WHAT TO DO: From the line that includes "Note to the class: find the paving" to the last line of the records that follow, copy every line exactly and nothing more, omitting pictures.

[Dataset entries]
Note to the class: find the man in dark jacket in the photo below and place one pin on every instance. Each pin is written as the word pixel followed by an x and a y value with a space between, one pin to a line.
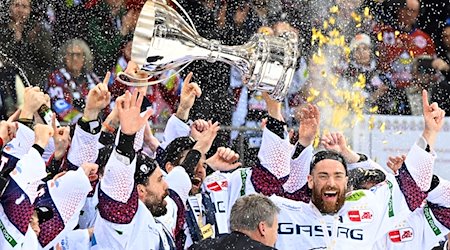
pixel 254 225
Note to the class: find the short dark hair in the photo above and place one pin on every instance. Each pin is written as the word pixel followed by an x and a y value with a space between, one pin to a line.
pixel 326 154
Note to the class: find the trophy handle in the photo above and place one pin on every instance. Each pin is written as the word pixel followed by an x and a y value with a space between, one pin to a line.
pixel 139 82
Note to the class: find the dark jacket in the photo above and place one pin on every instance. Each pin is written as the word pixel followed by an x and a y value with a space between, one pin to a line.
pixel 235 240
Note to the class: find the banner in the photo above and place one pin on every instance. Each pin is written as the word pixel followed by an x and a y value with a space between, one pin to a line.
pixel 381 136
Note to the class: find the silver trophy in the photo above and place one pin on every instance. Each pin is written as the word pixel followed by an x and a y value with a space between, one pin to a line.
pixel 163 41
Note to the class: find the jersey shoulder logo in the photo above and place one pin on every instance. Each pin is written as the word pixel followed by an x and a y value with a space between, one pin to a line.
pixel 365 215
pixel 401 235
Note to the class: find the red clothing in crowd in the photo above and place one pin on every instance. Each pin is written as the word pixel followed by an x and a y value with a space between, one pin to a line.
pixel 397 51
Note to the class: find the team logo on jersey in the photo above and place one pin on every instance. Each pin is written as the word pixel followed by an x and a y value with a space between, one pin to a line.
pixel 360 215
pixel 217 186
pixel 401 235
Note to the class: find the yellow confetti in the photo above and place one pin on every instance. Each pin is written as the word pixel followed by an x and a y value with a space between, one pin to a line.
pixel 383 127
pixel 334 9
pixel 371 122
pixel 318 59
pixel 321 104
pixel 380 36
pixel 366 11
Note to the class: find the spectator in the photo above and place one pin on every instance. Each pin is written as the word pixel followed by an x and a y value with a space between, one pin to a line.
pixel 69 85
pixel 363 63
pixel 254 225
pixel 108 24
pixel 26 41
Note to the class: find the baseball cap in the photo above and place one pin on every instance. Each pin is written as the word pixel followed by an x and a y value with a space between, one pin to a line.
pixel 360 39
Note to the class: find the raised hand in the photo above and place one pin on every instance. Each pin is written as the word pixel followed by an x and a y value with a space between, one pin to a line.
pixel 207 137
pixel 189 92
pixel 336 142
pixel 61 137
pixel 42 134
pixel 98 98
pixel 34 98
pixel 309 119
pixel 129 107
pixel 433 118
pixel 197 127
pixel 395 162
pixel 8 131
pixel 224 160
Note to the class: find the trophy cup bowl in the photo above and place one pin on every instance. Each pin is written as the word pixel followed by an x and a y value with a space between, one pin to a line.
pixel 163 40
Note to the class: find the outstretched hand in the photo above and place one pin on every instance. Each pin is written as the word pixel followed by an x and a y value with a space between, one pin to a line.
pixel 309 119
pixel 189 92
pixel 433 118
pixel 129 107
pixel 224 160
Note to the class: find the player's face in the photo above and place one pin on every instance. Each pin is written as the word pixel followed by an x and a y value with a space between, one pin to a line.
pixel 154 192
pixel 328 182
pixel 199 175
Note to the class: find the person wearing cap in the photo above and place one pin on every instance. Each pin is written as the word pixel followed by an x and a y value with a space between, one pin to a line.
pixel 398 44
pixel 414 231
pixel 353 216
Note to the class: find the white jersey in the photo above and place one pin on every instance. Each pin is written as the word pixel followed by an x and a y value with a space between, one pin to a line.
pixel 359 223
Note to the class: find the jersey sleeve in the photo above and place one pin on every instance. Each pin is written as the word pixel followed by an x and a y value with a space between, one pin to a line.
pixel 174 128
pixel 67 196
pixel 441 194
pixel 275 154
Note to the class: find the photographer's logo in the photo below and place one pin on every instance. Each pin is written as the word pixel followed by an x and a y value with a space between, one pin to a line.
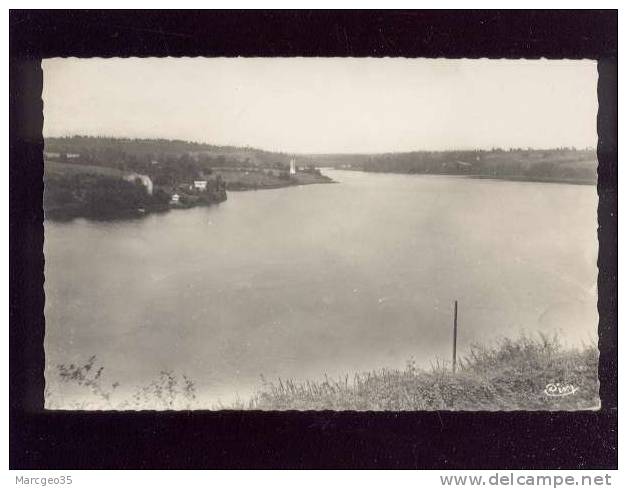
pixel 560 390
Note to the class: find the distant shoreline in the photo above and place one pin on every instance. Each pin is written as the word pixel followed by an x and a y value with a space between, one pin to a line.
pixel 512 178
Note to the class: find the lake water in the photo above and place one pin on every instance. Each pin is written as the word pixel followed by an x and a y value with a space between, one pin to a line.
pixel 303 281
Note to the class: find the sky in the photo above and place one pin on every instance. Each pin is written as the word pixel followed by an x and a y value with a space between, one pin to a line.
pixel 326 105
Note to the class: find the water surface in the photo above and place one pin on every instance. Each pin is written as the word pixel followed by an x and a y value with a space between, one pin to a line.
pixel 303 281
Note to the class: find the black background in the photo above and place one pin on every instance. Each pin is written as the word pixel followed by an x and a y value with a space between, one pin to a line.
pixel 232 439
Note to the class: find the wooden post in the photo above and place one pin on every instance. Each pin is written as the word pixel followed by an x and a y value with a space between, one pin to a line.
pixel 455 339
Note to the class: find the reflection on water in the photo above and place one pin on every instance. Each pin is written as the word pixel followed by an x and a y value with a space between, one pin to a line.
pixel 303 281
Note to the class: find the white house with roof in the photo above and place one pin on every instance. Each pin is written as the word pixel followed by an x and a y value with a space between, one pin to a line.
pixel 144 179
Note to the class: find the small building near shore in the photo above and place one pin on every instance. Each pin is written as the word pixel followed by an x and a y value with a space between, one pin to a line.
pixel 144 179
pixel 200 184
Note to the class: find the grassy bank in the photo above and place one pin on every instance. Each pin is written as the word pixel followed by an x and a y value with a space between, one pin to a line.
pixel 524 374
pixel 510 375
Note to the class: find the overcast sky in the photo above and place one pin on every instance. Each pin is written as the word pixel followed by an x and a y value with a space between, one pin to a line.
pixel 326 105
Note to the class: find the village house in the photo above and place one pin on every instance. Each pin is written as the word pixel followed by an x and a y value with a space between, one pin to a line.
pixel 200 185
pixel 144 179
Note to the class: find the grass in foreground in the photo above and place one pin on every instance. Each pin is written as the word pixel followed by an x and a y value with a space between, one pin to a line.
pixel 524 374
pixel 511 375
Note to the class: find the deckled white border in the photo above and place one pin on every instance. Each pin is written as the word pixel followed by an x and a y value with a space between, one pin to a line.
pixel 270 479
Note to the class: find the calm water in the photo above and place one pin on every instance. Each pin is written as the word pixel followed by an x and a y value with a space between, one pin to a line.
pixel 303 281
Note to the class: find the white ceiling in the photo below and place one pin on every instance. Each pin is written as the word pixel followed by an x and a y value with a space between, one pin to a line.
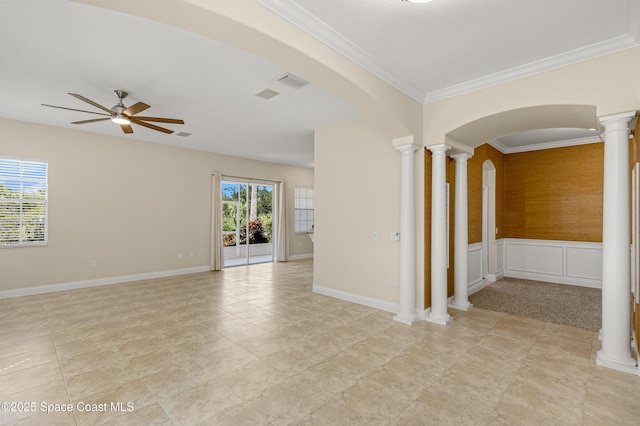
pixel 429 51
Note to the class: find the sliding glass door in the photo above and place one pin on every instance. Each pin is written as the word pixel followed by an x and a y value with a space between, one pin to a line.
pixel 247 222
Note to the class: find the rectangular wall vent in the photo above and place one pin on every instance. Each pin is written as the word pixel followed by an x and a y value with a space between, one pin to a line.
pixel 293 81
pixel 267 94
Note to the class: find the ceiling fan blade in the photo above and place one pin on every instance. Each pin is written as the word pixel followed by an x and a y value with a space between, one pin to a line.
pixel 161 120
pixel 150 126
pixel 73 109
pixel 90 102
pixel 91 121
pixel 135 108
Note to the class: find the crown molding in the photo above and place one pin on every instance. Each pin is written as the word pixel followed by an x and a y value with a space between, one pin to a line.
pixel 304 20
pixel 553 62
pixel 545 145
pixel 307 22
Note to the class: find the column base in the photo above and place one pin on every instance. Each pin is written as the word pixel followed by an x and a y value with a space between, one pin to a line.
pixel 626 366
pixel 406 319
pixel 438 319
pixel 460 306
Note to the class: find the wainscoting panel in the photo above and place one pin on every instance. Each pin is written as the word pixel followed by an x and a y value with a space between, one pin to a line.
pixel 563 262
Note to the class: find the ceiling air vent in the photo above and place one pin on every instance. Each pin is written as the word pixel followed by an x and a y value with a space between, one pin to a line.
pixel 267 94
pixel 293 81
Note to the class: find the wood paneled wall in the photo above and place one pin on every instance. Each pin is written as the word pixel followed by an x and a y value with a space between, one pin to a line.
pixel 635 157
pixel 555 194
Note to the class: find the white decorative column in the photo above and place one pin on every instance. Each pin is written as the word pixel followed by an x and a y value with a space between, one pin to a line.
pixel 407 314
pixel 616 291
pixel 461 236
pixel 438 311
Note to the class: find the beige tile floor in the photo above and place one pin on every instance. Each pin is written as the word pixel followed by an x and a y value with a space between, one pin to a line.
pixel 254 345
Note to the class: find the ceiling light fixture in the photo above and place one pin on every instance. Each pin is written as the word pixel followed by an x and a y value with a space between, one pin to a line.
pixel 120 119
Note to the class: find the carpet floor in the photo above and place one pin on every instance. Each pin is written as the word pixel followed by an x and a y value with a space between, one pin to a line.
pixel 557 303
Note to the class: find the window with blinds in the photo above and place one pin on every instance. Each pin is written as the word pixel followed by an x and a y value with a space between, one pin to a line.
pixel 23 202
pixel 303 208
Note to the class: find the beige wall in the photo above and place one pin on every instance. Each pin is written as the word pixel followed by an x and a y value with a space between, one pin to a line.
pixel 609 83
pixel 357 180
pixel 131 206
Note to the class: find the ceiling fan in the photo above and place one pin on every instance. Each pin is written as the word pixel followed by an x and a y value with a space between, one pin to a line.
pixel 122 115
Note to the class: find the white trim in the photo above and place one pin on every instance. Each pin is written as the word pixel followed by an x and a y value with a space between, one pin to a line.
pixel 477 286
pixel 558 61
pixel 356 298
pixel 300 256
pixel 561 262
pixel 301 18
pixel 545 145
pixel 52 288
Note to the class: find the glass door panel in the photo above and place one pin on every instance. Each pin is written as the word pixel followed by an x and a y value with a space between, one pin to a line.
pixel 247 223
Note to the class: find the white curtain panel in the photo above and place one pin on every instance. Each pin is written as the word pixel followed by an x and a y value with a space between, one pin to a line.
pixel 216 223
pixel 280 237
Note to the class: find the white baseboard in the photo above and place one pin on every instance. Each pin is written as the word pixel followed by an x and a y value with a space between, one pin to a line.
pixel 476 287
pixel 301 256
pixel 52 288
pixel 356 298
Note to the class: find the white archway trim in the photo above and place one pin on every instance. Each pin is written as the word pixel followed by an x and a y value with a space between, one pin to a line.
pixel 461 236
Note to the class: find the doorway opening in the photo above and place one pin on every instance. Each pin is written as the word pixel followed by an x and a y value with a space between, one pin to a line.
pixel 247 222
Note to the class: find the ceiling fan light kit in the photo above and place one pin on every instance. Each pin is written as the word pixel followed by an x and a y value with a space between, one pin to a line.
pixel 122 115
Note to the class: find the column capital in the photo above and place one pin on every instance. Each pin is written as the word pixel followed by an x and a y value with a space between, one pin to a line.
pixel 623 117
pixel 408 147
pixel 462 156
pixel 439 148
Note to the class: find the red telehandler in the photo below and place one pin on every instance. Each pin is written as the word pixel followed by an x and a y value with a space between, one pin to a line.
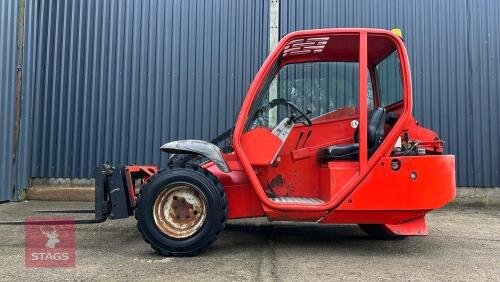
pixel 325 134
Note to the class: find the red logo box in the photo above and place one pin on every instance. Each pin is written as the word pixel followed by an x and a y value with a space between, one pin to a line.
pixel 49 245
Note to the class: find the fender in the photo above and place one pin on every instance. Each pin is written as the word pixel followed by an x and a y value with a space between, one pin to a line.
pixel 198 147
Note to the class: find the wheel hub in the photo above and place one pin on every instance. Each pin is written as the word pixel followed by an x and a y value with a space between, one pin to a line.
pixel 180 210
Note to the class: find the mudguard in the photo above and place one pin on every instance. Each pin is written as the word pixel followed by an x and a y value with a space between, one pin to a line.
pixel 198 147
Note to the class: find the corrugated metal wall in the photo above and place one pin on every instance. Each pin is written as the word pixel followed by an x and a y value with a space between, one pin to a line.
pixel 454 49
pixel 8 20
pixel 113 80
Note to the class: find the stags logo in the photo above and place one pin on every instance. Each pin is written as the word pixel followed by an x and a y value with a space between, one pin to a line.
pixel 49 245
pixel 52 239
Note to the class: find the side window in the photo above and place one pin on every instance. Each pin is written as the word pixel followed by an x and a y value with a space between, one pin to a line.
pixel 322 87
pixel 328 89
pixel 389 82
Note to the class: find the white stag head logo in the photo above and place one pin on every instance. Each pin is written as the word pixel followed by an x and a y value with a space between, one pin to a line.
pixel 52 237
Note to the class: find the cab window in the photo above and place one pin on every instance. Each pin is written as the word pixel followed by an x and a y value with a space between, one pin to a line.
pixel 390 87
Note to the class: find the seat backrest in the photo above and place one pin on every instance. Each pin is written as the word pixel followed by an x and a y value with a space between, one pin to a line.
pixel 376 121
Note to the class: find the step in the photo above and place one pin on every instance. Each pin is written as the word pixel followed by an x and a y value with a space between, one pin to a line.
pixel 298 200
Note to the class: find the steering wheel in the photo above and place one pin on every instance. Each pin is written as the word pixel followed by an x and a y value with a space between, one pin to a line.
pixel 296 114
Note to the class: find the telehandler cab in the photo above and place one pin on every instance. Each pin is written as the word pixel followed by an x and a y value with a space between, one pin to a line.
pixel 325 134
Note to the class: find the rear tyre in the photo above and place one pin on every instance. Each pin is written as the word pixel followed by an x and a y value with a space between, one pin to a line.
pixel 379 231
pixel 181 210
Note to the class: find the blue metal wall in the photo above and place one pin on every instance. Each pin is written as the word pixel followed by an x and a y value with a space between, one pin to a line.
pixel 8 20
pixel 454 49
pixel 113 80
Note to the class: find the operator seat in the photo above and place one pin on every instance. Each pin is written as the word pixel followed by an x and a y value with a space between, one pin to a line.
pixel 376 122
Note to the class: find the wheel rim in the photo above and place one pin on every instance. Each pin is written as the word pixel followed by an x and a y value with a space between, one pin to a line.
pixel 180 210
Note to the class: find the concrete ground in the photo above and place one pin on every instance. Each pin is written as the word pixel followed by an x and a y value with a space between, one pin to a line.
pixel 463 245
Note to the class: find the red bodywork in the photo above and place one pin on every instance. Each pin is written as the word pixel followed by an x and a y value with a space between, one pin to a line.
pixel 364 191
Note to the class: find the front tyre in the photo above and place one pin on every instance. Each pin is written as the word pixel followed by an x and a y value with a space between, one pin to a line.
pixel 181 210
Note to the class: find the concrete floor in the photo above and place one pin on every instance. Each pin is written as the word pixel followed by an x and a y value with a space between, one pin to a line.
pixel 463 245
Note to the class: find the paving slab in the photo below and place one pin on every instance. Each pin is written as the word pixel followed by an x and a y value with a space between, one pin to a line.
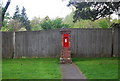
pixel 71 71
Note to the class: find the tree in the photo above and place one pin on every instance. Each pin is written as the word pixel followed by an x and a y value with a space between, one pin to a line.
pixel 24 20
pixel 4 11
pixel 35 23
pixel 52 24
pixel 94 10
pixel 17 15
pixel 69 19
pixel 14 25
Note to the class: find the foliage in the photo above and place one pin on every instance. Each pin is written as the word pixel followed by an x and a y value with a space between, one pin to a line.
pixel 52 24
pixel 5 23
pixel 14 25
pixel 69 19
pixel 35 24
pixel 98 68
pixel 17 14
pixel 93 10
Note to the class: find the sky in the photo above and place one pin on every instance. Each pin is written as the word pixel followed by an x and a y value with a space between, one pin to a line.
pixel 41 8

EXERCISE OUTPUT:
Note to the class: find the paving slab in the photo below and place one pin on every instance. Each pin is written as the word pixel followed by an x and a y value with a space between, one pin to a line.
pixel 71 71
Note to the class: find the tree in the photo above and place one pin on every instance. Each pin is written as the word pixel followed by an x and a y value with a space between, one pin to a line.
pixel 24 20
pixel 4 11
pixel 35 23
pixel 52 24
pixel 94 10
pixel 17 15
pixel 69 19
pixel 14 25
Note to the class: find the foliage in the photo above and place one pin on every instance. Each pin is written as the word pixel followed by an x and a y value with a space between, one pin to a line.
pixel 52 24
pixel 5 23
pixel 14 25
pixel 69 19
pixel 35 24
pixel 98 68
pixel 17 14
pixel 93 10
Note to the class: find the sky in the photo above and place one pin on every instance. Each pin is written as the word pixel followed by an x and a y value with a space between, one pin to a line.
pixel 41 8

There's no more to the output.